Items listed in a dataset
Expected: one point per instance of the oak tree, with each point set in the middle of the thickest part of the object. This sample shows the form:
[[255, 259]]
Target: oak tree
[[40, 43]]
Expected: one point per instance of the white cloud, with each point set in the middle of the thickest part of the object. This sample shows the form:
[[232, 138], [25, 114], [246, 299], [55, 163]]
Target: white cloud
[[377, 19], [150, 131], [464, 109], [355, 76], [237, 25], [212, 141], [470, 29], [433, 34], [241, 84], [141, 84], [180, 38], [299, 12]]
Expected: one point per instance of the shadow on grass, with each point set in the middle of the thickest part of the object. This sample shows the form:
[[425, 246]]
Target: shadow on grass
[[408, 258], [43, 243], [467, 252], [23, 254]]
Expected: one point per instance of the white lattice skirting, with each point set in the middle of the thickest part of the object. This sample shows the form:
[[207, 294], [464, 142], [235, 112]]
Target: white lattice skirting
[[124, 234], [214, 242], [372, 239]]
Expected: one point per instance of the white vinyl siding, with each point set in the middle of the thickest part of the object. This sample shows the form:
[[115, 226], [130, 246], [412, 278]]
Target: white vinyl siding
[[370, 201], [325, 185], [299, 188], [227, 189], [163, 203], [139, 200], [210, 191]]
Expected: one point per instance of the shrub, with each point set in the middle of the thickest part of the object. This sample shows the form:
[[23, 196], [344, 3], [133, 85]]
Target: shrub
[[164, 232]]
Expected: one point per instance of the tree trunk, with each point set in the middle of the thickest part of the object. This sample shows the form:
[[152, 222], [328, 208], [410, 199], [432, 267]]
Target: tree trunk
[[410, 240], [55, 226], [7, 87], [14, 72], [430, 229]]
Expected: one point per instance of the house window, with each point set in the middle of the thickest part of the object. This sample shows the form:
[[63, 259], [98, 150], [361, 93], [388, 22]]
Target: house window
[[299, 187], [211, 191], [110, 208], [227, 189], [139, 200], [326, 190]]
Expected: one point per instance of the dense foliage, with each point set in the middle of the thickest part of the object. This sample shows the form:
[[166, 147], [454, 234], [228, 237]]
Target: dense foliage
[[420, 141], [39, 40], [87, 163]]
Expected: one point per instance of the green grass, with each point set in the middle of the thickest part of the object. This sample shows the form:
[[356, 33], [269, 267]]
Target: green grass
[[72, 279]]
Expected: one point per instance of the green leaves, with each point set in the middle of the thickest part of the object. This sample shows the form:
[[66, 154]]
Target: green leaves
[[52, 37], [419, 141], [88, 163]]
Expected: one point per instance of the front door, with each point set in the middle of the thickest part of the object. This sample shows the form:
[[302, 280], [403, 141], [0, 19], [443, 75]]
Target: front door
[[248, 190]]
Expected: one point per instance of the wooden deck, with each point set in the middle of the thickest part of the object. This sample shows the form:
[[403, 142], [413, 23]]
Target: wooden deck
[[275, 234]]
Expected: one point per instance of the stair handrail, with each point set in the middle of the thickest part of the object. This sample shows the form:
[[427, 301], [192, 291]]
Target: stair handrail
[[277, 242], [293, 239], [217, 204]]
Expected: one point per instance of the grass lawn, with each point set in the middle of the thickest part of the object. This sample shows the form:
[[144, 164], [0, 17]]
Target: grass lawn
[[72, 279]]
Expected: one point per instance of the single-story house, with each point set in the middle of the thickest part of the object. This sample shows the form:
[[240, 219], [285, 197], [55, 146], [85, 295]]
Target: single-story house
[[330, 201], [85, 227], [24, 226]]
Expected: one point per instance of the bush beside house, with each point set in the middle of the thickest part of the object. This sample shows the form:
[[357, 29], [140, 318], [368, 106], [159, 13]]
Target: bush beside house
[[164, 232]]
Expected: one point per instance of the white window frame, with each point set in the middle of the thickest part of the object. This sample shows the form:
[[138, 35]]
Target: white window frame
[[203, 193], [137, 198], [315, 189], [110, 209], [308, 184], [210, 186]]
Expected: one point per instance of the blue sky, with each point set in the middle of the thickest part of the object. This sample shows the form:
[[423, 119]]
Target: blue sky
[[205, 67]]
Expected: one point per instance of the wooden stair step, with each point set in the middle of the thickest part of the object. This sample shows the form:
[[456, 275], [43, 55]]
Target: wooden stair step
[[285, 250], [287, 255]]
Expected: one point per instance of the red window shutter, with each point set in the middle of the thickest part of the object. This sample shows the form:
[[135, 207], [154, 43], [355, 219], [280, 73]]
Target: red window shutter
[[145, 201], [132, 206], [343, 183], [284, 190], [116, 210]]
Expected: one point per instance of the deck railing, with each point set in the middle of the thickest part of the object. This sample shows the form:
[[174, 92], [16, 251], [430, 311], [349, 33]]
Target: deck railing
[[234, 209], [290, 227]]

==

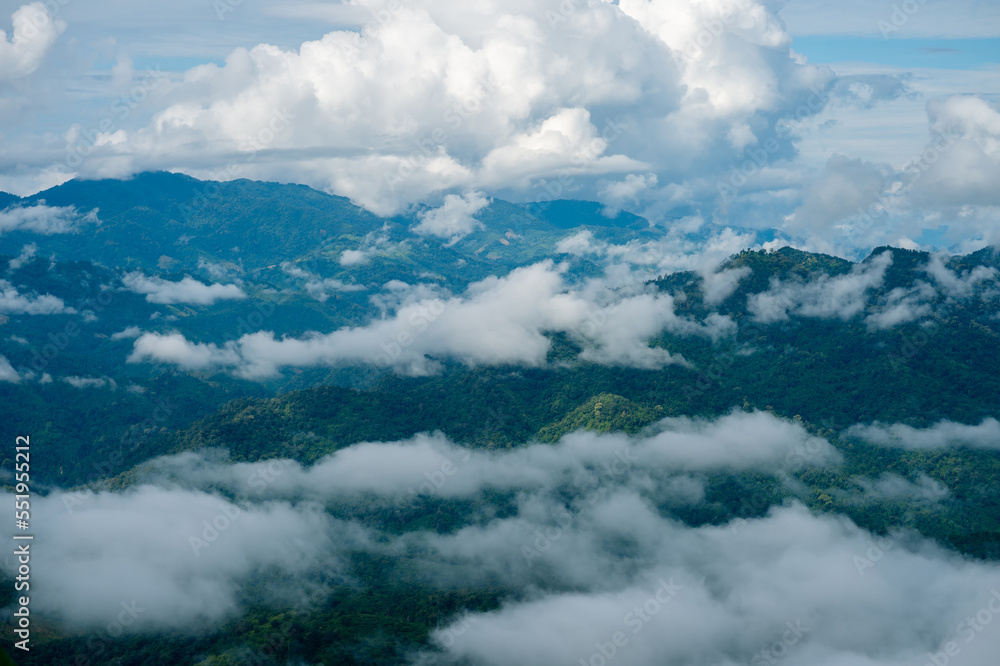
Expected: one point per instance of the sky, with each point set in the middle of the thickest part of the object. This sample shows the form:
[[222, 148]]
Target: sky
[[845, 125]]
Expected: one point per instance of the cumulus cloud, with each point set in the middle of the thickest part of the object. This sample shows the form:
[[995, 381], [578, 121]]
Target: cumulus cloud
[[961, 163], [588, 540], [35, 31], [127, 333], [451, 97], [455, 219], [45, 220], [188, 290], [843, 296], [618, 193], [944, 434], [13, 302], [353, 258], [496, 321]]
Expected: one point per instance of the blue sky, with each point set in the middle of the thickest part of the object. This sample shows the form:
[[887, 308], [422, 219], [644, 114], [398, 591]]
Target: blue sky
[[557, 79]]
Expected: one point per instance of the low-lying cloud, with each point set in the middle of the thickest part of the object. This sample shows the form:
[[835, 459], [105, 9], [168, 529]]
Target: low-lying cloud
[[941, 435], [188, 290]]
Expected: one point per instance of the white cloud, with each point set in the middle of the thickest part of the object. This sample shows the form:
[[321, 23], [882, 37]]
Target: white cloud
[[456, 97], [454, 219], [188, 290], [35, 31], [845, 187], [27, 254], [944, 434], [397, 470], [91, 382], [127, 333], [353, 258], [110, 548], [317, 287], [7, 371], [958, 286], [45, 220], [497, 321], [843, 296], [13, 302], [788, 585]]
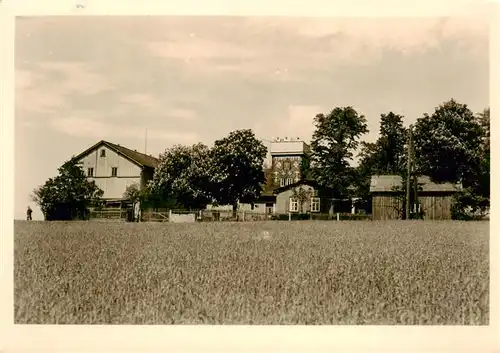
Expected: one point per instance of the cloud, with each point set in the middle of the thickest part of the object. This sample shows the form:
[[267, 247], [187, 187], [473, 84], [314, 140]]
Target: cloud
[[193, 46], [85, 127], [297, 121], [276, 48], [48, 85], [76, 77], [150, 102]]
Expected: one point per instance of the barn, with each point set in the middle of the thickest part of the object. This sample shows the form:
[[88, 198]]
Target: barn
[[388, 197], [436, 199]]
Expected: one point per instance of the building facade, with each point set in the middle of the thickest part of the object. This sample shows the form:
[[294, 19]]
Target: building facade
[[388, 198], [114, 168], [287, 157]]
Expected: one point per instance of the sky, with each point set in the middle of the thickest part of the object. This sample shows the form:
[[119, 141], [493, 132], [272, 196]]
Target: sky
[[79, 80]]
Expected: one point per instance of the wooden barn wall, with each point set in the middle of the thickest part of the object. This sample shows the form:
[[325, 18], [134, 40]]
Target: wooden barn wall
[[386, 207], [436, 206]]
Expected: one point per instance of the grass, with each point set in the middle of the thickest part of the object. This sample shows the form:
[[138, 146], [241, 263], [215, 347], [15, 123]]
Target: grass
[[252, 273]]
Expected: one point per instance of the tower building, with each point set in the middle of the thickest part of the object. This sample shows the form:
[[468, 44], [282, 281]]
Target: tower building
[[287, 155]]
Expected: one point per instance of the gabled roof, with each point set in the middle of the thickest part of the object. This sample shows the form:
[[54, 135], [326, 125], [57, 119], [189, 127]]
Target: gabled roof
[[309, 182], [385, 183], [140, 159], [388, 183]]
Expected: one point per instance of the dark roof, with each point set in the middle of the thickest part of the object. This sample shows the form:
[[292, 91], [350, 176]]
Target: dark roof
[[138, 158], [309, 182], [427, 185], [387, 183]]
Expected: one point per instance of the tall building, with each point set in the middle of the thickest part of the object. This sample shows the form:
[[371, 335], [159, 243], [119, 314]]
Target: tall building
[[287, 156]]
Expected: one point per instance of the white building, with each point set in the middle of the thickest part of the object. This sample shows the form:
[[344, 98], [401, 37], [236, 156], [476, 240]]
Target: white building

==

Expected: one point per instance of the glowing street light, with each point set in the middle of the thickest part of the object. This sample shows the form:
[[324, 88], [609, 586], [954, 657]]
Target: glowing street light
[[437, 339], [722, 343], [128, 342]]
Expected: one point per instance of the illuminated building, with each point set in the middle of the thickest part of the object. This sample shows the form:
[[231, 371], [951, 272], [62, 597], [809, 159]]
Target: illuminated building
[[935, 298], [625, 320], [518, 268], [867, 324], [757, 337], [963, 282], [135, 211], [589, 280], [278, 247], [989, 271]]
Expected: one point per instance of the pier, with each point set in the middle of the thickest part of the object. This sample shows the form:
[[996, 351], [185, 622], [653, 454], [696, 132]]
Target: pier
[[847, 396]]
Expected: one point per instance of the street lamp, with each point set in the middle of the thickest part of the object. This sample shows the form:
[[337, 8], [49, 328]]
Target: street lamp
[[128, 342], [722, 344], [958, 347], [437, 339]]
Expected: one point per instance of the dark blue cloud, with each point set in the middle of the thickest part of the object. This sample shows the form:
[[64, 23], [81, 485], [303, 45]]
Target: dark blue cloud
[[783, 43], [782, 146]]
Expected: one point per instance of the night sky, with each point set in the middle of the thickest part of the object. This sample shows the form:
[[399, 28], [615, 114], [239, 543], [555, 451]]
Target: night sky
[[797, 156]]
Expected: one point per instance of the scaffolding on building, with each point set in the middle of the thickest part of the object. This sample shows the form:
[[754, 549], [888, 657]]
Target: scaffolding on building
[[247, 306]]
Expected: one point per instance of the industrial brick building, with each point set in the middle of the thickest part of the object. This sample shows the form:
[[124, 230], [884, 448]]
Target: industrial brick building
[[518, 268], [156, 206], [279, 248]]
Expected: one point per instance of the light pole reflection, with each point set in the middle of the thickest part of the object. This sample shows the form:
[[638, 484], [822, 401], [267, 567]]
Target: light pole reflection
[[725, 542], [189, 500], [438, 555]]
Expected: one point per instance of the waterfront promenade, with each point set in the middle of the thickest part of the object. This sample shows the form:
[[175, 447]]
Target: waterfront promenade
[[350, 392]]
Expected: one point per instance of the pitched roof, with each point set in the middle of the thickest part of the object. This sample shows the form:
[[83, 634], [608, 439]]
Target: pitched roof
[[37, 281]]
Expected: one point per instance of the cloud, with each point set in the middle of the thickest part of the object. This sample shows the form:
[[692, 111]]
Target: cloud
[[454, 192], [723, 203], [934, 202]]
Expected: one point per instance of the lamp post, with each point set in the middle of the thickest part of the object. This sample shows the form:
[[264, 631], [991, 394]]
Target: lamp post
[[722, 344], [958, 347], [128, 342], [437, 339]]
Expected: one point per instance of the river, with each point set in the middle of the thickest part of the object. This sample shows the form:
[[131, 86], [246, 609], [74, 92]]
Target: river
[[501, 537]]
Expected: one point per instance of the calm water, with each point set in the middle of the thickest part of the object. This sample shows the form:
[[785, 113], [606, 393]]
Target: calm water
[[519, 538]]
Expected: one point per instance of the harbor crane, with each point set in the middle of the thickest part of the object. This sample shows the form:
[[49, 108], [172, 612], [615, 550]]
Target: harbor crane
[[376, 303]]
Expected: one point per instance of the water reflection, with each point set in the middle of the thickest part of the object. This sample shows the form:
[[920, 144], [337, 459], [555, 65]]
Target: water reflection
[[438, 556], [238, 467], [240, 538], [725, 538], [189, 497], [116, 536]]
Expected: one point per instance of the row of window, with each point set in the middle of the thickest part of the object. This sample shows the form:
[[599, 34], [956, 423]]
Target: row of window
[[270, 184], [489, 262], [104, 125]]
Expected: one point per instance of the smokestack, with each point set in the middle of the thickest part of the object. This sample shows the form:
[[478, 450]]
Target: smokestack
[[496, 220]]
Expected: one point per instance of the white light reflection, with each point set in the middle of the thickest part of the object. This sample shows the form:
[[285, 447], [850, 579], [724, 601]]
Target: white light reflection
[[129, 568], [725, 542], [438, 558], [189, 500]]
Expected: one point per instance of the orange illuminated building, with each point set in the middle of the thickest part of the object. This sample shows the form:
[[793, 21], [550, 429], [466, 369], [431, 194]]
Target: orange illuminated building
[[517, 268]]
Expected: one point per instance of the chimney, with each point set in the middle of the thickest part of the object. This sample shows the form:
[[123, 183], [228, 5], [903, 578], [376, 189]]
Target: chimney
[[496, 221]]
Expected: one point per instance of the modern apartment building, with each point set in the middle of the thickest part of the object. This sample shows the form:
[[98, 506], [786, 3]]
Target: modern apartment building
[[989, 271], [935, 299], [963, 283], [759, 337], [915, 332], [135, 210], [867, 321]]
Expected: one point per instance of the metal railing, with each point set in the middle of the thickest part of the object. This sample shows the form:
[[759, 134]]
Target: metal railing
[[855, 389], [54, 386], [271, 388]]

• [TASK INSTRUCTIONS]: Reproduce, character for character, only the lines of the preceding data that start at the line with "Target: bush beside house" and end at the line with "[[135, 207], [154, 43], [355, 219], [280, 73]]", both included.

• [FINAL ANSWER]:
Target: bush beside house
[[164, 232]]
Expected: one point per instance of the white window frame, with each point set in the middle of the thickest part of the object. This sample shows the form:
[[138, 35]]
Target: white window frame
[[203, 193], [137, 198], [315, 189], [110, 209], [308, 184], [210, 186]]
Expected: one point per instance of the blue sky, with each point set in the middle of the thickest part of the object. This sample shows the form:
[[423, 119]]
Target: blue sky
[[205, 67]]
Expected: one point per instance of the wooden stair step, with each point set in the middle of the thickest part of the object. This sample shows the form:
[[456, 275], [43, 55]]
Target: wooden stair step
[[285, 250], [287, 255]]
Expected: one point per instance of the red window shutter, with each point set in the middle of the thickest part of the object. This sample shows the form:
[[135, 207], [154, 43], [355, 219], [280, 73]]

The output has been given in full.